■ Aim of the exercise: Convert every line of the items below into a Markdown table with the columns No. and Line, giving each row its number and leaving out blank lines.

■ Available data:
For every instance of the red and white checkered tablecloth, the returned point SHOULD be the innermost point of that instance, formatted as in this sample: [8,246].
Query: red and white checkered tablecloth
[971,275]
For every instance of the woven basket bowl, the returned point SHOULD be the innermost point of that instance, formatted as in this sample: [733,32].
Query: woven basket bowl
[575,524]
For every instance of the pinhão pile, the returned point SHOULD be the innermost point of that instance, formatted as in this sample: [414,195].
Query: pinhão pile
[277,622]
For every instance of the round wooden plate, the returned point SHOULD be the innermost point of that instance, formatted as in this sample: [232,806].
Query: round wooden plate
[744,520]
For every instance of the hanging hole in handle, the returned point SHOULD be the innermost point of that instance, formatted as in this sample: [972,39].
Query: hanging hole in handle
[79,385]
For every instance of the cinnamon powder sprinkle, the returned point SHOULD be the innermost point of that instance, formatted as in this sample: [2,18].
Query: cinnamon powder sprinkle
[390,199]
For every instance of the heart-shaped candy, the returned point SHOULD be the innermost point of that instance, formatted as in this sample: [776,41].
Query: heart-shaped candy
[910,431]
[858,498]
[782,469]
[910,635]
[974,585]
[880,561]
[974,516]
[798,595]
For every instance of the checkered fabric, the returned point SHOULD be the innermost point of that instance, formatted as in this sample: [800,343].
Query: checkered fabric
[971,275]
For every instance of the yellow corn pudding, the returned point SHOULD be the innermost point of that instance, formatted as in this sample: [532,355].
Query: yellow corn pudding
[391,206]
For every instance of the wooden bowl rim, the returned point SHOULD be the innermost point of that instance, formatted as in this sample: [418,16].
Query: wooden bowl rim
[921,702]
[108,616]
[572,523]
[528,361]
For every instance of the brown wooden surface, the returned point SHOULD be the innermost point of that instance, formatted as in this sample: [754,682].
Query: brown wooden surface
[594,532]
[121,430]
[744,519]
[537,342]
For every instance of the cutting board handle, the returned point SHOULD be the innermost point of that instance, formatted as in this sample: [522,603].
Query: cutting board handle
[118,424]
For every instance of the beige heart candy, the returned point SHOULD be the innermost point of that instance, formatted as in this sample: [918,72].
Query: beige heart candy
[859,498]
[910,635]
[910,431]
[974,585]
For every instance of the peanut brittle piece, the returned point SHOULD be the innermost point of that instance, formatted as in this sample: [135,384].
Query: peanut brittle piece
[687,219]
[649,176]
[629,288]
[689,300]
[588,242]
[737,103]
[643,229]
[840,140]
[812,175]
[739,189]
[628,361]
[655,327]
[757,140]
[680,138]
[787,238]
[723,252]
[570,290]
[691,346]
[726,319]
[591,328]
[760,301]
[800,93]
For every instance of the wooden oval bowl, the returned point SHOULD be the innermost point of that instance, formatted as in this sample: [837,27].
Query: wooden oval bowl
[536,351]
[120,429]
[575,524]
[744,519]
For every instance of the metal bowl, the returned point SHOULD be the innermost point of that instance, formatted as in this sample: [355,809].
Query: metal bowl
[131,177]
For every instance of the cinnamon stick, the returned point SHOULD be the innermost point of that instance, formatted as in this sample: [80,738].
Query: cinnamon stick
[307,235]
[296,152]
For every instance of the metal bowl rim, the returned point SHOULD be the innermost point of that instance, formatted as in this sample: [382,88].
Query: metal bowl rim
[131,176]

■ Output for this exercise:
| No. | Line |
|---|---|
| 1 | For every instance of the red and white checkered tablecloth, the returned point SHOULD be the innermost point of that instance, formatted as in this sample: [8,246]. |
| 2 | Query: red and white checkered tablecloth |
| 3 | [971,275] |
| 4 | For every instance of the woven basket bowl, the returned point SHOULD be the innermost point of that instance, formatted as in this sample: [733,32]. |
| 5 | Query: woven basket bowl |
| 6 | [575,524] |
| 7 | For every instance of the pinhão pile, the returned point SHOULD be the innermost point of that instance, formatted as in this sample: [414,195]. |
| 8 | Query: pinhão pile |
| 9 | [277,622] |
| 10 | For every instance of the round wooden plate, the returned point SHOULD be the innermost point of that instance, formatted as in this sample: [232,806]. |
| 11 | Query: round wooden plate |
| 12 | [744,520] |
| 13 | For every instance of the hanging hole in handle, the returned point SHOULD be the innermost point of that instance, formatted as in this sample: [972,39]. |
| 14 | Query: hanging hole in handle |
| 15 | [79,385] |
| 16 | For every instance of the cinnamon powder sprinkle, the returned point SHOULD be the innermost point of that instance, formatted as in this sample: [2,18]. |
| 17 | Query: cinnamon powder sprinkle |
| 18 | [390,199] |
| 19 | For every instance of the heart-shaped candy, the returned point SHOULD be the innermost point of that instance, formatted as in this sample: [776,41]. |
| 20 | Query: heart-shaped candy |
| 21 | [910,431] |
| 22 | [858,498] |
| 23 | [782,469] |
| 24 | [910,635] |
| 25 | [974,585] |
| 26 | [880,561] |
| 27 | [974,516] |
| 28 | [798,595] |
| 29 | For every instance of the checkered fabric, the returned point SHOULD be the innermost point of that instance, formatted as in this sample: [800,343]. |
| 30 | Query: checkered fabric |
| 31 | [971,275] |
| 32 | For every instance of the yellow corn pudding, the returned point SHOULD be the innermost point of that instance, formatted as in this sample: [532,355]. |
| 33 | Query: yellow corn pudding |
| 34 | [391,206] |
| 35 | For every instance of the wooden bowl rim, the returned point SHOULD be the innermost point of that instance, formatted as in this sample: [418,16]. |
| 36 | Query: wooden bowl rim |
| 37 | [921,702] |
| 38 | [108,616] |
| 39 | [572,523] |
| 40 | [528,361] |
| 41 | For every instance of the brown wooden surface, the returned point SHOULD be the innermost point of that instance, formatted as in this sample: [754,682]. |
| 42 | Query: brown wooden surface |
| 43 | [594,532] |
| 44 | [121,430] |
| 45 | [744,519] |
| 46 | [537,342] |
| 47 | For every instance of the cutting board handle, the returned point SHOULD be the innermost point of that instance, formatted as in this sample: [522,603]. |
| 48 | Query: cutting board handle |
| 49 | [118,424] |
| 50 | For every instance of the beige heart candy, the returned point SHOULD be the innermost point of that instance, formatted as in this sample: [918,72]. |
| 51 | Query: beige heart candy |
| 52 | [859,498] |
| 53 | [910,635] |
| 54 | [910,431] |
| 55 | [974,585] |
| 56 | For every instance of the peanut brittle piece, the returned point SHOULD be the innermost point of that instance, formatted as in this sample: [135,384]. |
| 57 | Query: peanut brittle piece |
| 58 | [687,219] |
| 59 | [649,176] |
| 60 | [629,288] |
| 61 | [689,300] |
| 62 | [588,242] |
| 63 | [737,103] |
| 64 | [643,229] |
| 65 | [840,140] |
| 66 | [812,175] |
| 67 | [739,189] |
| 68 | [628,361] |
| 69 | [655,327] |
| 70 | [757,140] |
| 71 | [680,138] |
| 72 | [787,238] |
| 73 | [723,252] |
| 74 | [570,290] |
| 75 | [691,346] |
| 76 | [726,319] |
| 77 | [591,328] |
| 78 | [760,301] |
| 79 | [800,93] |
| 80 | For every instance of the wooden oval bowl, the returned point SHOULD be the innermost point of that instance, formatted as in this sample: [837,27]. |
| 81 | Query: wooden oval bowl |
| 82 | [536,351] |
| 83 | [120,429] |
| 84 | [575,524] |
| 85 | [744,519] |
| 86 | For every instance of the metal bowl, the returned point SHOULD be the innermost point of that instance, formatted as in this sample: [355,809]. |
| 87 | Query: metal bowl |
| 88 | [131,177] |
| 89 | For every instance of the cinnamon stick, the returned point SHOULD be the innermost point of that instance, formatted as in this sample: [80,738]. |
| 90 | Query: cinnamon stick |
| 91 | [307,235] |
| 92 | [296,152] |
| 93 | For every instance of the metal bowl rim, the returned point SHOULD be the innermost point of that instance, formatted as in this sample: [382,88]. |
| 94 | Query: metal bowl rim |
| 95 | [131,176] |